But while Summers had a reputation for being outspoken and temperamental—one of Harvard’s most powerful alums called three search committee members to calm worries about his character—Bollinger was “diplomatic” and “soft-spoken,” St. Antoine says. “Everyone has the sense that he has paid attention to them.”
Still, Summers boasted the same impressive intellect and vision as Bollinger, and supporters said that his years dealing with Washington bigwigs had softened his sharper edges. The icing on the cake: He had a Harvard degree. Every one of Harvard’s presidents, starting with the third, had at least one degree from the University.
As the Committee conducted its final interviews of the fortunate few in January 2001, Summers left his post as Secretary of the Treasury, and accepted a position at The Brookings Institute, a prestigious policy think tank. But he kept his options open—a fact even his colleagues at The Brookings Institute recognized—knowing that he was near the top on the list for Harvard’s presidency.

[Source data]
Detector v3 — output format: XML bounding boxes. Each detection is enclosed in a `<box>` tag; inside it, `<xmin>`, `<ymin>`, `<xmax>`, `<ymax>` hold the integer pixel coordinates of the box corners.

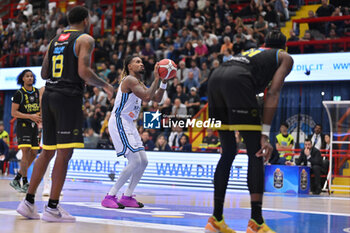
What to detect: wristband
<box><xmin>159</xmin><ymin>82</ymin><xmax>168</xmax><ymax>90</ymax></box>
<box><xmin>261</xmin><ymin>124</ymin><xmax>271</xmax><ymax>138</ymax></box>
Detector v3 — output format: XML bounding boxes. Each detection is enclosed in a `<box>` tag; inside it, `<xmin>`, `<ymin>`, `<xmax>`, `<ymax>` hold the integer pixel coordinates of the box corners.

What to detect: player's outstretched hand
<box><xmin>255</xmin><ymin>135</ymin><xmax>273</xmax><ymax>162</ymax></box>
<box><xmin>153</xmin><ymin>62</ymin><xmax>159</xmax><ymax>79</ymax></box>
<box><xmin>103</xmin><ymin>84</ymin><xmax>114</xmax><ymax>100</ymax></box>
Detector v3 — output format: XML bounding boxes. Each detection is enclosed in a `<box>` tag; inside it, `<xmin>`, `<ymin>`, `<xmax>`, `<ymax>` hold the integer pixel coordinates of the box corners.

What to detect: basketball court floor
<box><xmin>0</xmin><ymin>176</ymin><xmax>350</xmax><ymax>233</ymax></box>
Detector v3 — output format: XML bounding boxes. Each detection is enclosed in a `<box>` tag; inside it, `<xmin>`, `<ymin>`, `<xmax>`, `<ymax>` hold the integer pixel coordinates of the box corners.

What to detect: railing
<box><xmin>292</xmin><ymin>15</ymin><xmax>350</xmax><ymax>30</ymax></box>
<box><xmin>286</xmin><ymin>37</ymin><xmax>350</xmax><ymax>53</ymax></box>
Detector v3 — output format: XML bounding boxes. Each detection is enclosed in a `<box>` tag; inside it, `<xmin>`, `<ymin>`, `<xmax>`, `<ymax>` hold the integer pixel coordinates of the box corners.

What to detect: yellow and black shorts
<box><xmin>42</xmin><ymin>90</ymin><xmax>84</xmax><ymax>150</ymax></box>
<box><xmin>16</xmin><ymin>119</ymin><xmax>40</xmax><ymax>150</ymax></box>
<box><xmin>208</xmin><ymin>65</ymin><xmax>261</xmax><ymax>131</ymax></box>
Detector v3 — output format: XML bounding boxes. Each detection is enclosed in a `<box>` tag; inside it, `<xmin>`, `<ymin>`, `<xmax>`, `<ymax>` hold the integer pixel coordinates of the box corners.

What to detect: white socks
<box><xmin>108</xmin><ymin>150</ymin><xmax>148</xmax><ymax>196</ymax></box>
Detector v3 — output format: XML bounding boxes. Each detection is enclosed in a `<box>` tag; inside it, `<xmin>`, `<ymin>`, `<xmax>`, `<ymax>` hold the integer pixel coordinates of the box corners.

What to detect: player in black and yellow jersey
<box><xmin>205</xmin><ymin>30</ymin><xmax>293</xmax><ymax>233</ymax></box>
<box><xmin>10</xmin><ymin>69</ymin><xmax>41</xmax><ymax>193</ymax></box>
<box><xmin>17</xmin><ymin>6</ymin><xmax>114</xmax><ymax>222</ymax></box>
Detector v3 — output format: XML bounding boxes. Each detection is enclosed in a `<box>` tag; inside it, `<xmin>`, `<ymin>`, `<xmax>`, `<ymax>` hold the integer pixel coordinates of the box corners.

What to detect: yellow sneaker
<box><xmin>204</xmin><ymin>216</ymin><xmax>236</xmax><ymax>233</ymax></box>
<box><xmin>247</xmin><ymin>219</ymin><xmax>276</xmax><ymax>233</ymax></box>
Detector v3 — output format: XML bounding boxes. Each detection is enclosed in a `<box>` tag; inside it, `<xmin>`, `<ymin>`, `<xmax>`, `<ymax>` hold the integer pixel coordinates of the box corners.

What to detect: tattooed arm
<box><xmin>75</xmin><ymin>34</ymin><xmax>114</xmax><ymax>99</ymax></box>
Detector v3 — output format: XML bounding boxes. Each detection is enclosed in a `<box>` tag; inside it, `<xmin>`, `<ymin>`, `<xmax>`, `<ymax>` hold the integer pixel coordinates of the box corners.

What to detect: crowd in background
<box><xmin>0</xmin><ymin>0</ymin><xmax>349</xmax><ymax>151</ymax></box>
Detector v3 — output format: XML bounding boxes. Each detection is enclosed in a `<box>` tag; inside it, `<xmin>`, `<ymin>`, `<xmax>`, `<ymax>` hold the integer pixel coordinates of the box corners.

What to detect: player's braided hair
<box><xmin>119</xmin><ymin>55</ymin><xmax>139</xmax><ymax>82</ymax></box>
<box><xmin>17</xmin><ymin>69</ymin><xmax>36</xmax><ymax>86</ymax></box>
<box><xmin>265</xmin><ymin>29</ymin><xmax>286</xmax><ymax>49</ymax></box>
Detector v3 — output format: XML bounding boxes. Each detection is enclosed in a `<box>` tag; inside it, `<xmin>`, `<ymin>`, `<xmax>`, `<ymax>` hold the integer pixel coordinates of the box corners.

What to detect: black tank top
<box><xmin>12</xmin><ymin>87</ymin><xmax>40</xmax><ymax>124</ymax></box>
<box><xmin>45</xmin><ymin>30</ymin><xmax>84</xmax><ymax>96</ymax></box>
<box><xmin>223</xmin><ymin>48</ymin><xmax>281</xmax><ymax>93</ymax></box>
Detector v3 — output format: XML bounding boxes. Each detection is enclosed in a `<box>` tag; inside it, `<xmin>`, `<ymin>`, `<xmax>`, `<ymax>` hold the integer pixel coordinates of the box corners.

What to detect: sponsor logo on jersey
<box><xmin>58</xmin><ymin>33</ymin><xmax>70</xmax><ymax>41</ymax></box>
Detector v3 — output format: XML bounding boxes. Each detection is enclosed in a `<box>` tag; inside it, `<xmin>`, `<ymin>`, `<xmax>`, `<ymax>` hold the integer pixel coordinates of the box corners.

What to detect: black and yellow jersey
<box><xmin>45</xmin><ymin>30</ymin><xmax>85</xmax><ymax>96</ymax></box>
<box><xmin>224</xmin><ymin>48</ymin><xmax>282</xmax><ymax>93</ymax></box>
<box><xmin>12</xmin><ymin>87</ymin><xmax>40</xmax><ymax>124</ymax></box>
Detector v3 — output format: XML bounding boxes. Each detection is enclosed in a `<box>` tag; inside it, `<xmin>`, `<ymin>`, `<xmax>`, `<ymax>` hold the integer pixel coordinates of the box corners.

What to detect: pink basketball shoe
<box><xmin>119</xmin><ymin>194</ymin><xmax>144</xmax><ymax>208</ymax></box>
<box><xmin>101</xmin><ymin>194</ymin><xmax>125</xmax><ymax>209</ymax></box>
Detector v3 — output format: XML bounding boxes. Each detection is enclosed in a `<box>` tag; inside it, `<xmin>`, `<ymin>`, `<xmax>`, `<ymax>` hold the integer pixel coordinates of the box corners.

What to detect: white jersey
<box><xmin>108</xmin><ymin>77</ymin><xmax>144</xmax><ymax>156</ymax></box>
<box><xmin>112</xmin><ymin>77</ymin><xmax>142</xmax><ymax>120</ymax></box>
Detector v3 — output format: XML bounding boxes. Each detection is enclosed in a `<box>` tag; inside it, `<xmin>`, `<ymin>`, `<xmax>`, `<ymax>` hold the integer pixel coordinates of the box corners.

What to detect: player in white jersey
<box><xmin>101</xmin><ymin>56</ymin><xmax>167</xmax><ymax>208</ymax></box>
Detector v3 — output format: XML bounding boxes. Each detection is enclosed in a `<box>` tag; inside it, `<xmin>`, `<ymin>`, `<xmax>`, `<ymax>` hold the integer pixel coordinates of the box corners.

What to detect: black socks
<box><xmin>26</xmin><ymin>193</ymin><xmax>35</xmax><ymax>204</ymax></box>
<box><xmin>250</xmin><ymin>201</ymin><xmax>264</xmax><ymax>225</ymax></box>
<box><xmin>47</xmin><ymin>199</ymin><xmax>58</xmax><ymax>209</ymax></box>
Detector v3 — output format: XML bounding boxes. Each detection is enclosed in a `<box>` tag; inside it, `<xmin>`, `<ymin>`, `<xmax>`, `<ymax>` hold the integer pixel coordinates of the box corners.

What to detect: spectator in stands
<box><xmin>220</xmin><ymin>36</ymin><xmax>233</xmax><ymax>54</ymax></box>
<box><xmin>193</xmin><ymin>40</ymin><xmax>209</xmax><ymax>65</ymax></box>
<box><xmin>187</xmin><ymin>59</ymin><xmax>201</xmax><ymax>82</ymax></box>
<box><xmin>222</xmin><ymin>49</ymin><xmax>233</xmax><ymax>62</ymax></box>
<box><xmin>184</xmin><ymin>71</ymin><xmax>199</xmax><ymax>94</ymax></box>
<box><xmin>202</xmin><ymin>128</ymin><xmax>220</xmax><ymax>153</ymax></box>
<box><xmin>275</xmin><ymin>0</ymin><xmax>289</xmax><ymax>21</ymax></box>
<box><xmin>0</xmin><ymin>138</ymin><xmax>9</xmax><ymax>174</ymax></box>
<box><xmin>244</xmin><ymin>27</ymin><xmax>259</xmax><ymax>50</ymax></box>
<box><xmin>265</xmin><ymin>2</ymin><xmax>280</xmax><ymax>28</ymax></box>
<box><xmin>0</xmin><ymin>121</ymin><xmax>10</xmax><ymax>146</ymax></box>
<box><xmin>39</xmin><ymin>39</ymin><xmax>49</xmax><ymax>53</ymax></box>
<box><xmin>158</xmin><ymin>4</ymin><xmax>168</xmax><ymax>23</ymax></box>
<box><xmin>238</xmin><ymin>0</ymin><xmax>259</xmax><ymax>17</ymax></box>
<box><xmin>107</xmin><ymin>64</ymin><xmax>119</xmax><ymax>87</ymax></box>
<box><xmin>98</xmin><ymin>63</ymin><xmax>111</xmax><ymax>81</ymax></box>
<box><xmin>141</xmin><ymin>131</ymin><xmax>155</xmax><ymax>151</ymax></box>
<box><xmin>171</xmin><ymin>82</ymin><xmax>188</xmax><ymax>104</ymax></box>
<box><xmin>235</xmin><ymin>131</ymin><xmax>247</xmax><ymax>151</ymax></box>
<box><xmin>176</xmin><ymin>61</ymin><xmax>189</xmax><ymax>83</ymax></box>
<box><xmin>222</xmin><ymin>25</ymin><xmax>234</xmax><ymax>39</ymax></box>
<box><xmin>232</xmin><ymin>34</ymin><xmax>245</xmax><ymax>55</ymax></box>
<box><xmin>129</xmin><ymin>14</ymin><xmax>142</xmax><ymax>32</ymax></box>
<box><xmin>177</xmin><ymin>135</ymin><xmax>192</xmax><ymax>152</ymax></box>
<box><xmin>171</xmin><ymin>2</ymin><xmax>186</xmax><ymax>28</ymax></box>
<box><xmin>308</xmin><ymin>10</ymin><xmax>324</xmax><ymax>32</ymax></box>
<box><xmin>177</xmin><ymin>0</ymin><xmax>188</xmax><ymax>10</ymax></box>
<box><xmin>153</xmin><ymin>134</ymin><xmax>171</xmax><ymax>151</ymax></box>
<box><xmin>296</xmin><ymin>139</ymin><xmax>322</xmax><ymax>195</ymax></box>
<box><xmin>204</xmin><ymin>30</ymin><xmax>218</xmax><ymax>48</ymax></box>
<box><xmin>288</xmin><ymin>29</ymin><xmax>300</xmax><ymax>54</ymax></box>
<box><xmin>316</xmin><ymin>0</ymin><xmax>334</xmax><ymax>17</ymax></box>
<box><xmin>323</xmin><ymin>134</ymin><xmax>331</xmax><ymax>150</ymax></box>
<box><xmin>276</xmin><ymin>122</ymin><xmax>294</xmax><ymax>164</ymax></box>
<box><xmin>212</xmin><ymin>17</ymin><xmax>224</xmax><ymax>38</ymax></box>
<box><xmin>254</xmin><ymin>14</ymin><xmax>268</xmax><ymax>44</ymax></box>
<box><xmin>171</xmin><ymin>98</ymin><xmax>187</xmax><ymax>118</ymax></box>
<box><xmin>186</xmin><ymin>87</ymin><xmax>200</xmax><ymax>117</ymax></box>
<box><xmin>180</xmin><ymin>41</ymin><xmax>195</xmax><ymax>67</ymax></box>
<box><xmin>149</xmin><ymin>23</ymin><xmax>163</xmax><ymax>50</ymax></box>
<box><xmin>168</xmin><ymin>125</ymin><xmax>184</xmax><ymax>150</ymax></box>
<box><xmin>308</xmin><ymin>124</ymin><xmax>326</xmax><ymax>150</ymax></box>
<box><xmin>127</xmin><ymin>25</ymin><xmax>142</xmax><ymax>46</ymax></box>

[What is expected]
In the text about Summers and Bollinger, where did Summers take a position after he left his post as Secretary of the Treasury?

[Exercise answer]
He accepted a position at The Brookings Institute, a prestigious policy think tank.